From February 10 to 28, the “KérArt” association presented its group exhibition entitled “Zyé Ouvè asi Manten” at the media library of Le Lamentin. The aim was to highlight the heritage of this town of Guadeloupe, among other things, through figurative painting.
Ten painters and plastic artists – Jimmy Cétout, Françoise Charol, Claude Chovino, Céline Funfrock, Chimène Girard, Jean-Louis Halley, Florence Le Quellec, Rose-Marie Pascotto, Monique Rinaldo and Maurice Vital – participated in this exhibition entitled “Zyé Ouvè asi Manten” (A Look at Le Lamentin). They all had to present works related to this commune of the North of Basse-Terre and they were very inspired by its history, its economy, its houses, its fauna and its flora, its culture or its political life…
So, visitors had the opportunity to enjoy paintings representing inter alia : manatees (mammals that no longer exist in our waters but they gave their name to the commune and the Guadeloupe National Park is trying to bring back them to the island) ; the remains of the Grosse Montagne sugar factory, which closed permanently in 1994 after long strikes by farm workers ; Father Cherubin Céleste who struggled with those sugarcane workers in particular with a hunger strike in 1975 ; the sugarcane harvesting with these farm workers because, despite the closure of Grosse Montagne sugar factory, Le Lamentin continues de be an agricultural land ; small Creole houses ; the town hall and the church; the current mayor, Jocelyn Sapotille and the former mayor, José Toribio ; works of art installed on the territory because Le Lamentin was a pioneer town on the artistic level in Guadeloupe in particular with its École d’Arts Plastiques (Plastic Arts School) directed by the famous plastic artist, Michel Rovélas, in the 1990s.
Le Lamentin’s heritage in the spotlight
Before arriving at Le Lamentin, the “KérArt” association had already organized three editions of this artistic event namely in Pointe-à-Pitre (Zyè Ouvè asi LaPwent, December 2012), Le Gosier (Zyé Ouvè asi Gozié, March 2015 ) and Baie-Mahault (Zyé Ouvè asi Bémao, May 2016).

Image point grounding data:
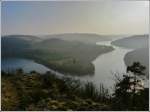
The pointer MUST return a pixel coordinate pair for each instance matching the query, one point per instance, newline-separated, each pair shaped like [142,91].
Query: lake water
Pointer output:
[105,66]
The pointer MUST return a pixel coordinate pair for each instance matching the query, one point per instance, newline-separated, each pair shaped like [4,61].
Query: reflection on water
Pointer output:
[105,65]
[10,64]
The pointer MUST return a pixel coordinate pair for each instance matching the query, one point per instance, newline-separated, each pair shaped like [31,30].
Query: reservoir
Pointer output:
[106,65]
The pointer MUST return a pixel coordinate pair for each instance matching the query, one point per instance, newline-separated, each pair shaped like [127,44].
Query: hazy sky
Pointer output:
[120,17]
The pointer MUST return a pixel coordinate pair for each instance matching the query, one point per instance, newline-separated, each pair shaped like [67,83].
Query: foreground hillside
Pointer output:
[40,92]
[139,44]
[141,55]
[44,92]
[70,57]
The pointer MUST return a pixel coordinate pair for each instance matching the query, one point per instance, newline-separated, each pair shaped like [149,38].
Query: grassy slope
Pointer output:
[46,92]
[68,57]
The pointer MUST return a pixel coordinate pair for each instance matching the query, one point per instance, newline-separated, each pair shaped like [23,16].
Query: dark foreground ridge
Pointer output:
[38,92]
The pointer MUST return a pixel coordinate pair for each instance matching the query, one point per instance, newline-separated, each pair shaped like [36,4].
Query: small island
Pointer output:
[69,57]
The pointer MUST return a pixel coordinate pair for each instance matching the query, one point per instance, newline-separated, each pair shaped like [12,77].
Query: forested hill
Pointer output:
[71,57]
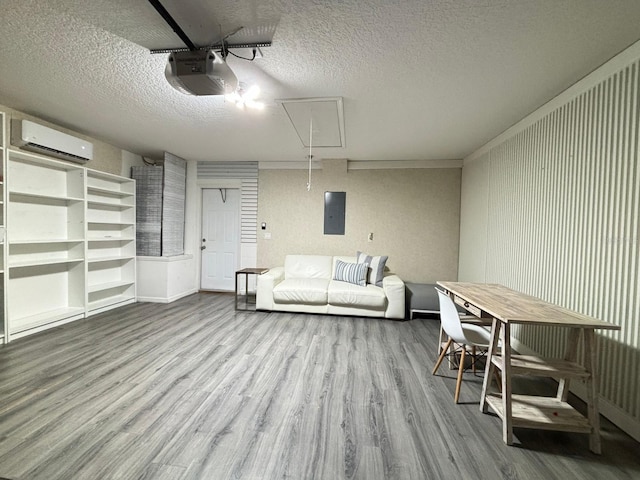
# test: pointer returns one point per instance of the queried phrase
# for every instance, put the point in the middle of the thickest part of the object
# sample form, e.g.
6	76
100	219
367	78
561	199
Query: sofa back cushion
308	266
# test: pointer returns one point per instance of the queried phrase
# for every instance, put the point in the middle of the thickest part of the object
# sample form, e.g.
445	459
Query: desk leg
489	366
570	355
236	299
590	362
507	424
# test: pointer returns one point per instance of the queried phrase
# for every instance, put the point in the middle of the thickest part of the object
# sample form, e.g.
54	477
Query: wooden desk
507	307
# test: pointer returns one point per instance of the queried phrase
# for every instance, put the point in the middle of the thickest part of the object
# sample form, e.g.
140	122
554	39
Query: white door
220	238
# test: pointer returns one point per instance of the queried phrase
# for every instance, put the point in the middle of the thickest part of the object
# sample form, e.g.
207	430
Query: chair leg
441	357
473	363
460	371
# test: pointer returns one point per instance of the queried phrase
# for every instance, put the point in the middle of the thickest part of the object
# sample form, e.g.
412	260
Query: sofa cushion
349	294
351	272
376	267
301	290
308	266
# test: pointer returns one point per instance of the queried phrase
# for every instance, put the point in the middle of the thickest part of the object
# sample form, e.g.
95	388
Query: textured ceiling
421	79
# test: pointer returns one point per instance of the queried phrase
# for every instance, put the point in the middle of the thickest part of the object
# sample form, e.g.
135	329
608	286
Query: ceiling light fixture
247	99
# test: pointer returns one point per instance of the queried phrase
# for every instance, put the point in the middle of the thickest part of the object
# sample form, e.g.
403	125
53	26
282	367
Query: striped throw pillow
351	272
376	267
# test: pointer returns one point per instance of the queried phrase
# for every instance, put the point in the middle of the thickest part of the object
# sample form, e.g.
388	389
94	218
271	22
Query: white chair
461	335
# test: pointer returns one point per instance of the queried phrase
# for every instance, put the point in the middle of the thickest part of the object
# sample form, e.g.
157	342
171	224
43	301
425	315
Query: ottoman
423	298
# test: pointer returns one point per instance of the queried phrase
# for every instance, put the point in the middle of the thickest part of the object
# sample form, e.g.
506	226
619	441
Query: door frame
212	183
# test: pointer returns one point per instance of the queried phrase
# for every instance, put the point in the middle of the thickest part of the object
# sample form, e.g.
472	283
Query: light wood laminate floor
196	390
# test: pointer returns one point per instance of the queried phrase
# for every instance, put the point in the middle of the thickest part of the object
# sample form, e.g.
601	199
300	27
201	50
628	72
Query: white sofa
305	284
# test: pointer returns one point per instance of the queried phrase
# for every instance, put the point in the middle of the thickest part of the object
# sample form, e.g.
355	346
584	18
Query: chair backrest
450	318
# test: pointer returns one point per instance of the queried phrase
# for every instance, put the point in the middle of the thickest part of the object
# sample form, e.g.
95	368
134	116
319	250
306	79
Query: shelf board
105	302
111	258
35	263
108	191
119	224
110	239
42	242
542	367
96	203
108	286
543	413
56	198
21	156
21	324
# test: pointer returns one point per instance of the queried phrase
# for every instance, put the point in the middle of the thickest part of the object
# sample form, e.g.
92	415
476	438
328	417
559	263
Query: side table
248	297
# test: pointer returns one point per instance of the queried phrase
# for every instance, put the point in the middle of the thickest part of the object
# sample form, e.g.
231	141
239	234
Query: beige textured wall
414	215
106	157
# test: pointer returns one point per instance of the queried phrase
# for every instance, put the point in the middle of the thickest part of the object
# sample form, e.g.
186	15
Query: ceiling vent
317	120
200	72
41	139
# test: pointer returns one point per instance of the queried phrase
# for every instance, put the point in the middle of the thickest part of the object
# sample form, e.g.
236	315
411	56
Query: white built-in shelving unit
3	151
69	248
45	265
111	240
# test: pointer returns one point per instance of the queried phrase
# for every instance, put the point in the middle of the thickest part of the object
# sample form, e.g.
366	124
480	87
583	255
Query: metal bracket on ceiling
213	47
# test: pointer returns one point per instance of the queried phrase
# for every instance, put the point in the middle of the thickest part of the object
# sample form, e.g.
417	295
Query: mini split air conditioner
41	139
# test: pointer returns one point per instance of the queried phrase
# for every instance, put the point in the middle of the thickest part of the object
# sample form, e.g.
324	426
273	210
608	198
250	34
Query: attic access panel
326	115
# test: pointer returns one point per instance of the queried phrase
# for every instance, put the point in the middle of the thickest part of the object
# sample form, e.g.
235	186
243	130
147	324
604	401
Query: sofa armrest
393	287
264	287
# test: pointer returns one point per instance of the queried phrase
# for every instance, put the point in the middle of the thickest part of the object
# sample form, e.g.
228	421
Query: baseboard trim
610	411
168	299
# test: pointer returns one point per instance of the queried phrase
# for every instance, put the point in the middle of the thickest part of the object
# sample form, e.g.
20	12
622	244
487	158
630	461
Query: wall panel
562	218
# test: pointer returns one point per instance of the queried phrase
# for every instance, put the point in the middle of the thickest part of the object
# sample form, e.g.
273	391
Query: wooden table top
511	306
256	271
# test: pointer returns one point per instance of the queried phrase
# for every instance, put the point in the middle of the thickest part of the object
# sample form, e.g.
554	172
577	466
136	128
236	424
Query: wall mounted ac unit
41	139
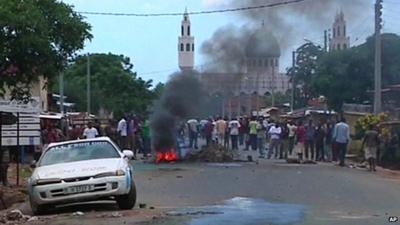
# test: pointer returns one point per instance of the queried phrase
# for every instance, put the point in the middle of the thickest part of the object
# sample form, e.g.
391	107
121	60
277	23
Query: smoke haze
290	24
182	99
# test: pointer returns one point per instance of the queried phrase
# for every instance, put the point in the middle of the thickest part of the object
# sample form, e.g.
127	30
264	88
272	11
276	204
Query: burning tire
127	201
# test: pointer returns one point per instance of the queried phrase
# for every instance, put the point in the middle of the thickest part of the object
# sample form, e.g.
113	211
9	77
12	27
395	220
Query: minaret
339	39
186	45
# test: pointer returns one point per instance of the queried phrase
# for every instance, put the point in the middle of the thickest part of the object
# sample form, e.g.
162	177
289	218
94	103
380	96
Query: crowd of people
314	140
129	133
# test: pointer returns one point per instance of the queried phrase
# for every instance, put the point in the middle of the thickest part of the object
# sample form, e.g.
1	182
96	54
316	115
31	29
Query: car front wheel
127	201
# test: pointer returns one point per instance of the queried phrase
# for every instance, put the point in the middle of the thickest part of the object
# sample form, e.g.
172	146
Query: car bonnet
79	169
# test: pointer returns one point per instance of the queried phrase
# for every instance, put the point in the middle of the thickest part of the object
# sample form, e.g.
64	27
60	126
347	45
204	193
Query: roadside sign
29	122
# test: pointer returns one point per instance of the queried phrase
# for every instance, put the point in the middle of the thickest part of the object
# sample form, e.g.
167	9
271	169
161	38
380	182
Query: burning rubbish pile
211	153
181	99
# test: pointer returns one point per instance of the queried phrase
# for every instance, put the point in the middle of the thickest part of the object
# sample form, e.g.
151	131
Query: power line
193	13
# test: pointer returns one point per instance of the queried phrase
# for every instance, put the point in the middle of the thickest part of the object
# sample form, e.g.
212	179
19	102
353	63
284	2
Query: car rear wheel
127	201
38	209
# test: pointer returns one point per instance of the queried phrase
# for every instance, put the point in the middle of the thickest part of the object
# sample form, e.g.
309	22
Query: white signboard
32	106
29	122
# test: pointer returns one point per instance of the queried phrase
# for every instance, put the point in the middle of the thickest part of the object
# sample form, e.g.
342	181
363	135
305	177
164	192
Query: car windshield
79	152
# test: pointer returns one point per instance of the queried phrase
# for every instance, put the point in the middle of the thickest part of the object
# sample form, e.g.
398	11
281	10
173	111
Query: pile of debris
212	153
11	195
16	217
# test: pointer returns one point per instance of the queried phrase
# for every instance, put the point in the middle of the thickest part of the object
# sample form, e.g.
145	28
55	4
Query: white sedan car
82	170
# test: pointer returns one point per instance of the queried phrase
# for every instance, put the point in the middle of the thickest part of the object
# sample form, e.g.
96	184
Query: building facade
241	92
186	45
339	40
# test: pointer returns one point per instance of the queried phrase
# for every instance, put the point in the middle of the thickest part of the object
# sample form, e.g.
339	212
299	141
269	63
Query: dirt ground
208	193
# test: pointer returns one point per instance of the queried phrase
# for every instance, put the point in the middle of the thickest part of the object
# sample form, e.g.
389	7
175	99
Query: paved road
268	192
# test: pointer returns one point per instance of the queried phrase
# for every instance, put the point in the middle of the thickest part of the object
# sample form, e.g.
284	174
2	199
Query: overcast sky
151	42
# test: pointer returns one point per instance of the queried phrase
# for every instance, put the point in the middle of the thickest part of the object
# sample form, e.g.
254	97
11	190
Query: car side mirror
128	154
33	164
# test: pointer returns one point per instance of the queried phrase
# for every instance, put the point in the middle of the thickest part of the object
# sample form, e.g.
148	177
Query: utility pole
378	52
273	83
88	95
61	84
293	80
325	40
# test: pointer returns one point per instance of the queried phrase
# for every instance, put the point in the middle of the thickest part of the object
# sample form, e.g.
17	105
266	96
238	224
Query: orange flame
168	156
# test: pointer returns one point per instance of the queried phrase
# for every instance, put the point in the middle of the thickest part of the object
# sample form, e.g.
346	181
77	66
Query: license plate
79	189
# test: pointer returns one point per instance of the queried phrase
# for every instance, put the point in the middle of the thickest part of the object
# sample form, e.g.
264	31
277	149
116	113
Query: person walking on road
234	126
220	126
90	131
301	140
274	134
193	127
341	137
283	152
208	131
242	131
253	133
292	132
320	135
122	133
261	138
328	141
370	145
310	141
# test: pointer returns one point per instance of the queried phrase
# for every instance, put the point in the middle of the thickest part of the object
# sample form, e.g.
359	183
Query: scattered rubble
211	153
297	161
78	213
15	217
11	195
192	213
116	214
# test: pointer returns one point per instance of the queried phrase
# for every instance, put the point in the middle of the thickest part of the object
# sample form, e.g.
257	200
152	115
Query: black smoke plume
182	99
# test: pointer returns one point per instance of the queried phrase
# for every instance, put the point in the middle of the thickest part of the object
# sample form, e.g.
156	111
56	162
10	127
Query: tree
280	98
347	75
305	69
36	37
114	86
158	90
343	76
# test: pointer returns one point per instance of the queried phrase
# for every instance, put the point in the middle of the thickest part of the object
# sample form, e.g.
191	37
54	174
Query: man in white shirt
123	132
90	131
292	132
274	133
234	126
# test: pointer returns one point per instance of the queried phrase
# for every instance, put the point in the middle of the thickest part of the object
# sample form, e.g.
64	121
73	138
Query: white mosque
260	72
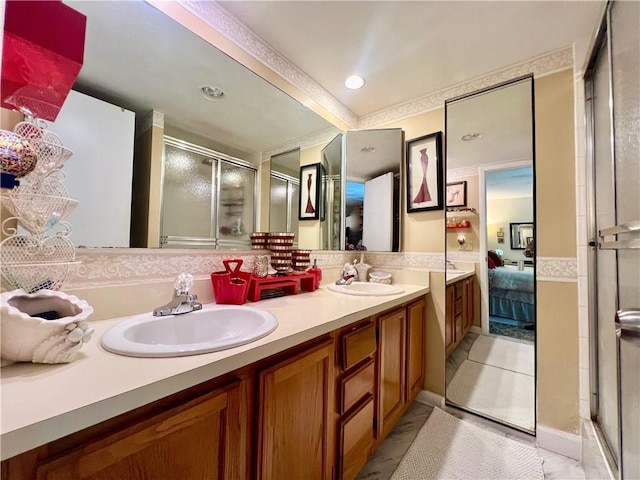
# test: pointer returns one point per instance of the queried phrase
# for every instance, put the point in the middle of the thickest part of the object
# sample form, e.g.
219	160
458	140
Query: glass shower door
187	198
236	212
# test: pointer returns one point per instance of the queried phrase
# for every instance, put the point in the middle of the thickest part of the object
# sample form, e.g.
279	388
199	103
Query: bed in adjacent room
511	293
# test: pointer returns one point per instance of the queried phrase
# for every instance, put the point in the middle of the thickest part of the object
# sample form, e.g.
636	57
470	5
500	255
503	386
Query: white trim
560	442
429	398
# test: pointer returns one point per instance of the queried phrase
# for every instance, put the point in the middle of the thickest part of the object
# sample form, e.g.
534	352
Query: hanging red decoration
42	54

Exercise description.
According to the text on the Le Lamentin exhibition, in what year did the Grosse Montagne sugar factory close permanently?

Answer box.
It closed permanently in 1994.